MATERIAL FOR THE TASK: Begin
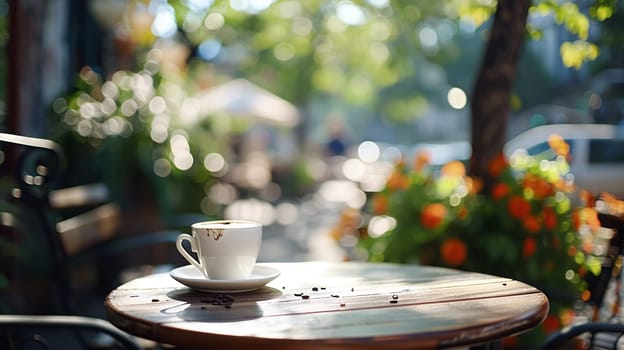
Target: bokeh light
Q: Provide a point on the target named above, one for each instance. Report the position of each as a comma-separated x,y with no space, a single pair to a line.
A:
368,151
457,98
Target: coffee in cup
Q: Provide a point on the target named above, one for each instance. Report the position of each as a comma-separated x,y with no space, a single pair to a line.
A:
226,249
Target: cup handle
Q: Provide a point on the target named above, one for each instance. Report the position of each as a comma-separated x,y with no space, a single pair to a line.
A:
186,237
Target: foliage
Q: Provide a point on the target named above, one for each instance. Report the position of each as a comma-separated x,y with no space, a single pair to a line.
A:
136,124
568,14
531,227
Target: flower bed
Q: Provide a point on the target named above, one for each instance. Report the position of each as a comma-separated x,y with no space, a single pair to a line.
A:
532,225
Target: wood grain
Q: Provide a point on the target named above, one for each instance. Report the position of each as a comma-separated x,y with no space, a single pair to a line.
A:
350,305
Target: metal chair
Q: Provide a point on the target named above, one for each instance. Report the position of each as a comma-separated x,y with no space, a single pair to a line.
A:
45,244
66,332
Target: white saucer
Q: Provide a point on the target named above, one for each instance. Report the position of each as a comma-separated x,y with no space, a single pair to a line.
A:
191,277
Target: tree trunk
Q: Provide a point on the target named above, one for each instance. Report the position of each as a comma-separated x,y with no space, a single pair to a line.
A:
491,98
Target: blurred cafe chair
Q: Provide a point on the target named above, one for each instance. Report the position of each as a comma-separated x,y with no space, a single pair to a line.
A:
62,332
51,237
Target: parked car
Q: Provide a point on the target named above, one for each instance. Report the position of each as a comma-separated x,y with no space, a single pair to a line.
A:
596,150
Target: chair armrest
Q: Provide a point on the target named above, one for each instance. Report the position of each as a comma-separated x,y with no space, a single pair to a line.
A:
68,322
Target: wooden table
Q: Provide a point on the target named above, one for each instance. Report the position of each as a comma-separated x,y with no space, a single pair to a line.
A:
349,305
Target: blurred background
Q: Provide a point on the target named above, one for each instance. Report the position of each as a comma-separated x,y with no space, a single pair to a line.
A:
286,112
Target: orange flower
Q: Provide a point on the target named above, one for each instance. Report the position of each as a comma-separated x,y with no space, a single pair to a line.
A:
421,160
540,187
500,190
497,165
397,181
531,224
380,204
453,252
590,217
518,207
462,213
432,215
454,168
528,247
558,145
550,218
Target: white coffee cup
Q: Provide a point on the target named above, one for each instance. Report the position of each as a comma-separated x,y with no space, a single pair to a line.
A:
226,249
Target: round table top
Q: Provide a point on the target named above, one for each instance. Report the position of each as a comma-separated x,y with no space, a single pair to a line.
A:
332,305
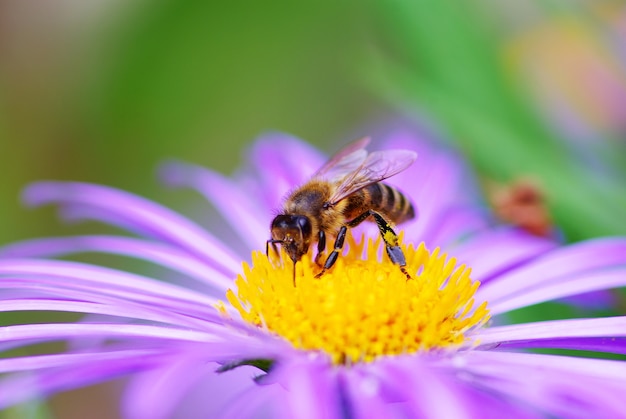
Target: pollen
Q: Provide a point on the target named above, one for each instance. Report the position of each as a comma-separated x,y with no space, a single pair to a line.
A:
364,307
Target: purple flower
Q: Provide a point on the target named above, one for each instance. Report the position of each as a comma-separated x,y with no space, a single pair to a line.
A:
361,342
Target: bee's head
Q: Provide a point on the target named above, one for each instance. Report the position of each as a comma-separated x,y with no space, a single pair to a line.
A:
293,232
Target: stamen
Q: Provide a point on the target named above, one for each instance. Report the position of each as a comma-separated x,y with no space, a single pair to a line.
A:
363,307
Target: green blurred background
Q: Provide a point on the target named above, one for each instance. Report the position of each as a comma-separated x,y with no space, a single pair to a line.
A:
102,91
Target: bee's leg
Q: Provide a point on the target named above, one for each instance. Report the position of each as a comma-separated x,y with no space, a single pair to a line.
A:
332,258
389,237
321,247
MATERIAL FOR THE TASK: End
→ **YOUR ASSIGNMENT**
Your task is to set down every entry exactly, leaving out any picture it contains.

→ **WRITTEN SOLUTION**
Target: bokeh light
Q: Provide a point on the target named above, one for each instance. Report the position of each as a comma-separated x,y with no space, a single pair to a line.
A:
368,151
457,98
Target: coffee in cup
Q: Provide a point on the target named above, one for each instance. Report the position of each as a comma-separated x,y with no space, a single pair to a line.
A:
226,249
Target: cup handle
Q: Provide a point on the target named above, one for each instance. Report the position of each as a comma-separated x,y with no space, a single pair to a line.
A:
186,237
Target: foliage
Q: Provide a point on the target named above, one for each instance. Report the position of each as a comma-separated x,y with no space, a single pair to a line.
A:
136,124
568,14
531,227
Target: flower bed
Q: Provide a point on the target named above, one for each instance. Report the position of each as a comma-separated x,y with no space, a single pair to a line.
A:
532,225
Target: wood grain
Q: Provide a point on the target named above, one for each instance. Report the position of each as a comma-separated x,y with no space, a single pair to a line.
A:
350,305
Target: metal chair
Q: Provide a point on the target named above, one for each instance. Report the position of each as a comma-separated x,y with no space, a single pair to a line.
A:
45,244
66,332
Target: white saucer
Q: Provide a point on the target named above, one for each instance. Report the position of each as a comma-separated x,y with no space, a single pair to a line.
A:
191,277
Target: tree trunk
Q: Provide a point on the target named above, one for each instance. Report the position of each as a comma-separated x,y with no space, a single pair to a line.
A:
491,98
Target: blurred cafe chair
Q: Provide a point on the target named above, one for each instance. Report the position of each as a comma-separated x,y with no space, a single pair to a line.
A:
62,332
51,237
Target: parked car
Q: Provide a point on the target named above, one for each instance. Report the position of each as a comma-separated x,y with no space, a single pair to a line.
A:
596,150
Target: chair armrest
Q: Provide a point on the target named above, one for each instance. Report the position of each as a comma-separated x,y with no space, a single pair to a line.
A:
68,322
Target: wooden table
Q: Provide a point on the target named above, one for each instance. Report the position of each as a comma-separated x,y with no space, a single pair to a line.
A:
349,305
Target: blurred background
Q: Provide a point on the target named above, one for each instance. Report the position of each as a comma-separated x,y with no space, a single pair to a line.
A:
286,112
Target: orange flower
Q: Provide a point on the target named above, one for each instance. Report the position of each as a comma-separated x,y with no space, a single pair to a line.
A:
421,160
540,187
500,190
497,165
397,181
531,224
380,204
453,252
590,217
518,207
462,213
432,215
454,168
528,247
558,145
550,218
Target: white coffee cup
Q: Provide a point on the target named above, one for each instance. Report the position of each as a comma-separated x,y with no space, a single pair to a line.
A:
226,249
Target: round table top
Q: Provide a point on the target named above, one for each instance. Report the position of each as a comma-separated x,y with no space, a single pair to a line.
A:
332,305
Target: pollen
Q: Provide a point on the target named above, one for each instance. Report the position of each as a comma-separated x,y with no space, a single pair to a line.
A:
364,307
Target: purple flower
Q: Provide a point on the target named above, one for each instance. Report the position of each as a comma-separated x,y with no space, a single pair to a line.
A:
361,342
Target: bee's head
Q: Provide a point on the target named above, one for each instance. Report the position of each as a comma-separated x,y with no space, a single pair to a line.
A:
293,232
Target: stamen
Q: Provide a point on the target named above, one for each instance. Report the position of each as a comma-separated x,y with no space, a single pair to a line.
A:
363,307
Target: green blurred background
Q: Provide a point on the target named above, one for each instance. Report the position of each as a comma-separated x,y with no space, a single pair to a line.
A:
102,91
Target: bee's leg
Q: Provide a point on the target named above, one for each instance. Report the position of each as a comma-separated x,y with no space, a single pair to a line.
A:
332,258
389,237
321,247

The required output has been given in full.